* [OBJETIVO]:
Devuelve sin ningún cambio solo la parte de las entradas que va desde el principio hasta la línea que contiene "column 926, row 153", ambas incluidas.

* [ENTRADAS PROPORCIONADAS]:
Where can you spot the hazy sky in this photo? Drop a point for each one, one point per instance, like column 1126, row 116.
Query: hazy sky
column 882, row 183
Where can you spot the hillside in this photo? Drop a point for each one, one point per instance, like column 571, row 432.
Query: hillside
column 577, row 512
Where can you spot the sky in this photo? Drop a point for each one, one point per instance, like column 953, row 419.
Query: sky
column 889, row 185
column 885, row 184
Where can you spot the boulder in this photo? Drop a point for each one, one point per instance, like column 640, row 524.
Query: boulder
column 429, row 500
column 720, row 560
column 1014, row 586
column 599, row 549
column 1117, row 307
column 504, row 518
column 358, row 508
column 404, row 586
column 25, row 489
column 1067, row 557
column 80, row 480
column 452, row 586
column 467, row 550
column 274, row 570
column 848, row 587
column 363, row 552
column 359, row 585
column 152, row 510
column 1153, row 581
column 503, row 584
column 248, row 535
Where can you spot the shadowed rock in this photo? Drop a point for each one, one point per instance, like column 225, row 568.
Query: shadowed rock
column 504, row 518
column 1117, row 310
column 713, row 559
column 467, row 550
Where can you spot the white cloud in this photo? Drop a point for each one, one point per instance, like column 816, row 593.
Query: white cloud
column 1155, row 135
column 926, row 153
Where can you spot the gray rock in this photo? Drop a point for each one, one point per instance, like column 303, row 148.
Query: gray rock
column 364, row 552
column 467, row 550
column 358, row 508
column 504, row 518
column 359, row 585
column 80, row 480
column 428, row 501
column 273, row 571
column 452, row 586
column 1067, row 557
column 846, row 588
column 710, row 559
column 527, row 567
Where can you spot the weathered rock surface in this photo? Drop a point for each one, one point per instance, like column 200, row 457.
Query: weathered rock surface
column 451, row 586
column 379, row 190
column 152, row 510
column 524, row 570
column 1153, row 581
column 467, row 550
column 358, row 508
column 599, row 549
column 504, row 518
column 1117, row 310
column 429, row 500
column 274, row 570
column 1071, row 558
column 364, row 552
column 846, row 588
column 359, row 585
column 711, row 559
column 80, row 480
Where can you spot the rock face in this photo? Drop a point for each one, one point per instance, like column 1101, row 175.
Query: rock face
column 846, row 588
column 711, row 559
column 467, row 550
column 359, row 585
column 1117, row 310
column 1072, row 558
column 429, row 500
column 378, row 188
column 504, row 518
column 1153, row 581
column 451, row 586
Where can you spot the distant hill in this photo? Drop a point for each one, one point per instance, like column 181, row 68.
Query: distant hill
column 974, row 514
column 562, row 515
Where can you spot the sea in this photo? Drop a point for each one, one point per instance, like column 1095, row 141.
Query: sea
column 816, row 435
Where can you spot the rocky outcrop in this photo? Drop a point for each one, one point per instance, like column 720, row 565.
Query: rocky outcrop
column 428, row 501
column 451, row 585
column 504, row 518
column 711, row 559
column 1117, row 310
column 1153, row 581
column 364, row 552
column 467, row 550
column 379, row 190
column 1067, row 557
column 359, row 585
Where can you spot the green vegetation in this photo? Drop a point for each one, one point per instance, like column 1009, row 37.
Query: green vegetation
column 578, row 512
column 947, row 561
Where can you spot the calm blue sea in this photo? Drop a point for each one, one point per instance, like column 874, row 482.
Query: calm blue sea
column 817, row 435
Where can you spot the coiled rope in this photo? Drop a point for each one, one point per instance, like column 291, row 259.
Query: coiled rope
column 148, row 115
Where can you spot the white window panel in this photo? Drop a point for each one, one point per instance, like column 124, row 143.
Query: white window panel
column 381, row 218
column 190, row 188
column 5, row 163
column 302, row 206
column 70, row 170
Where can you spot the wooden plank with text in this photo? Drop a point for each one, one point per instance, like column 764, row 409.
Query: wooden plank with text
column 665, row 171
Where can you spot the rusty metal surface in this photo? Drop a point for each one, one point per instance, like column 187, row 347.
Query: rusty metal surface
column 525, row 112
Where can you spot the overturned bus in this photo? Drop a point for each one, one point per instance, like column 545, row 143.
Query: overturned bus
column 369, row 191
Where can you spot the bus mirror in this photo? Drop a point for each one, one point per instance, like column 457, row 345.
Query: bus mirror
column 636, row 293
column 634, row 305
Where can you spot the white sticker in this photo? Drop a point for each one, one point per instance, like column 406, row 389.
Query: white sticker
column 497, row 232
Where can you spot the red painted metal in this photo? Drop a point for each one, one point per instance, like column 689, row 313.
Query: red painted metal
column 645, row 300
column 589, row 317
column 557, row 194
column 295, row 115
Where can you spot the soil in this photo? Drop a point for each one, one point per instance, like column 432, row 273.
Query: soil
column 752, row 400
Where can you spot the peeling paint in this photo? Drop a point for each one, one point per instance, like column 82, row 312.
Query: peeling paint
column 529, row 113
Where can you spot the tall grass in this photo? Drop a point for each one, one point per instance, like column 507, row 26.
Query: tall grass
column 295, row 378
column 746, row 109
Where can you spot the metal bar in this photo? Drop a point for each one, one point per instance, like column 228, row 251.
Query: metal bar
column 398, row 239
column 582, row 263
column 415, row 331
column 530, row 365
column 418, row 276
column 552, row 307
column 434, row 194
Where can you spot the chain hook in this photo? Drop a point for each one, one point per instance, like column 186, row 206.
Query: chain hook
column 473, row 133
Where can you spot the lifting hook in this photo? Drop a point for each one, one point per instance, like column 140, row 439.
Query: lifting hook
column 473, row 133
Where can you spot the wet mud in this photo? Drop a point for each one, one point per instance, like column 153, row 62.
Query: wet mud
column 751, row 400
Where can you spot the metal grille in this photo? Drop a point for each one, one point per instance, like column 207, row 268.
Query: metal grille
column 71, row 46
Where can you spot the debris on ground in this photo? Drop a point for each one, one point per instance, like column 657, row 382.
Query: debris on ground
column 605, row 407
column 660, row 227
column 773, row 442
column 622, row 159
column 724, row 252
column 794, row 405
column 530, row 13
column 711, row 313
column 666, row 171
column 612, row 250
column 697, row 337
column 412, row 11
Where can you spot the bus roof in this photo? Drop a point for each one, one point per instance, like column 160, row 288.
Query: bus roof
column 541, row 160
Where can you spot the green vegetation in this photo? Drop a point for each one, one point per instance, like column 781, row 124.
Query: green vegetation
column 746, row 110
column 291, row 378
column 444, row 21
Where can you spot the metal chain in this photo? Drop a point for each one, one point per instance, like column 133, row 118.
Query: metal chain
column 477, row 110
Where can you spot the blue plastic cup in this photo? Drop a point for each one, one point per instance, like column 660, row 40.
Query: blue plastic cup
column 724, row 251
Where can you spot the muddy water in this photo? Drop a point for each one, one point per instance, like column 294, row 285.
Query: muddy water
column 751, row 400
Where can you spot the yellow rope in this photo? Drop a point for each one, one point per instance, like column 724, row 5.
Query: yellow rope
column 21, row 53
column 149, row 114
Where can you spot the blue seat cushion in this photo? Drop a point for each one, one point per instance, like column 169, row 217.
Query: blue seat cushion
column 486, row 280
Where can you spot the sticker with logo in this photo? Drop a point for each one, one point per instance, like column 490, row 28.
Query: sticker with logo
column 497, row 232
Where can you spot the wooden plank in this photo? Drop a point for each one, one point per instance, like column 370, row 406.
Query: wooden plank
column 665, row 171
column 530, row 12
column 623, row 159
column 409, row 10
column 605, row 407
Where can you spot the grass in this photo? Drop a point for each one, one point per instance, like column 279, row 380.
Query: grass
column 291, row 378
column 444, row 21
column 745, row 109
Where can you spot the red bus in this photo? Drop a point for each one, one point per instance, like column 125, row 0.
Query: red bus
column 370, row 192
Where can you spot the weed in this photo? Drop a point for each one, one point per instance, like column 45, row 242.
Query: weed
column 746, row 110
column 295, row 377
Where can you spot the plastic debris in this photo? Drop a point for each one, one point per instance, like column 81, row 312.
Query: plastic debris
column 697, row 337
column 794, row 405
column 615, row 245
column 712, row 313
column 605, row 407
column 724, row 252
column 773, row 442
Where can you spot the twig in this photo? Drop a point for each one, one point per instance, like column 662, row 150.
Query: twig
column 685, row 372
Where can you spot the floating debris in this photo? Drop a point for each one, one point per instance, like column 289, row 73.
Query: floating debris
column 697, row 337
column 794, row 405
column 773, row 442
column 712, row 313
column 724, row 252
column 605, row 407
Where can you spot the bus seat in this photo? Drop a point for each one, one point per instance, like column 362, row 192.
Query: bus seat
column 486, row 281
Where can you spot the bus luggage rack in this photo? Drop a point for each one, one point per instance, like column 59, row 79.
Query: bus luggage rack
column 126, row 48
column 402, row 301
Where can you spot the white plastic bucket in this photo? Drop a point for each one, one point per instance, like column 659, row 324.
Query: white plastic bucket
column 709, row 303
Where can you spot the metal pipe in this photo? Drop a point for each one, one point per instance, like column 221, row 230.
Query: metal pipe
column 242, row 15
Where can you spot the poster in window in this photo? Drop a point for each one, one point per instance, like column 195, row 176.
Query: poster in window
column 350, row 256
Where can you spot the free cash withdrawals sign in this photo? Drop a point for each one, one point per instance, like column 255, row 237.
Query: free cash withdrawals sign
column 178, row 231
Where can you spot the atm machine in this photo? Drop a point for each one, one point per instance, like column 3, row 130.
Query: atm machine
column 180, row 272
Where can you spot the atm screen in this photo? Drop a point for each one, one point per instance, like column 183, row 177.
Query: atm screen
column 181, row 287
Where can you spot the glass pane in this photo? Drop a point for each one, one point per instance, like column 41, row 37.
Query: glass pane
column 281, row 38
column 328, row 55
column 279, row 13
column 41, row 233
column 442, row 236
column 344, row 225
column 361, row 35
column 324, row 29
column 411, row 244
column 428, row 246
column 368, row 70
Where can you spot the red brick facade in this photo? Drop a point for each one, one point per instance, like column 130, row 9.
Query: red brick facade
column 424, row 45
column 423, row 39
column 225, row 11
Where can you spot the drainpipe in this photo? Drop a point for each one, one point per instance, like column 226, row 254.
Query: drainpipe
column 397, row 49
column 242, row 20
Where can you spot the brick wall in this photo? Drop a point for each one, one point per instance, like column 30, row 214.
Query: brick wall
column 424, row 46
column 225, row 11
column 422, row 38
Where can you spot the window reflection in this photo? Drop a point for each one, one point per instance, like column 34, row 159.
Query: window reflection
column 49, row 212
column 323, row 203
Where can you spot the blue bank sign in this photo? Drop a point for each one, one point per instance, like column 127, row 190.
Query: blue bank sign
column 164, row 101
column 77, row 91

* [RESPUESTA ESCRITA]:
Where can you spot the hazy sky in this photo? Drop a point for each one, one point per instance, like column 1126, row 116.
Query: hazy sky
column 882, row 183
Where can you spot the hillside in this photo? Drop a point for each one, one point per instance, like column 571, row 432.
Query: hillside
column 577, row 512
Where can you spot the sky in this photo? Drop a point for each one, one point per instance, like column 953, row 419.
Query: sky
column 889, row 185
column 885, row 184
Where can you spot the boulder in this photo? Drop a point for each one, one point per instance, like column 640, row 524.
Query: boulder
column 429, row 500
column 720, row 560
column 1014, row 586
column 599, row 549
column 1117, row 307
column 504, row 518
column 358, row 508
column 404, row 586
column 25, row 489
column 1067, row 557
column 80, row 480
column 452, row 586
column 467, row 550
column 274, row 570
column 848, row 587
column 363, row 552
column 359, row 585
column 152, row 510
column 1153, row 581
column 503, row 584
column 248, row 535
Where can you spot the shadowed rock in this photo? Drop a point for each one, one point per instance, like column 225, row 568.
Query: shadowed rock
column 504, row 518
column 1117, row 310
column 713, row 559
column 467, row 550
Where can you spot the white cloud in this photo? Drop a point for each one, one point per instance, like column 816, row 593.
Query: white cloud
column 1155, row 135
column 926, row 153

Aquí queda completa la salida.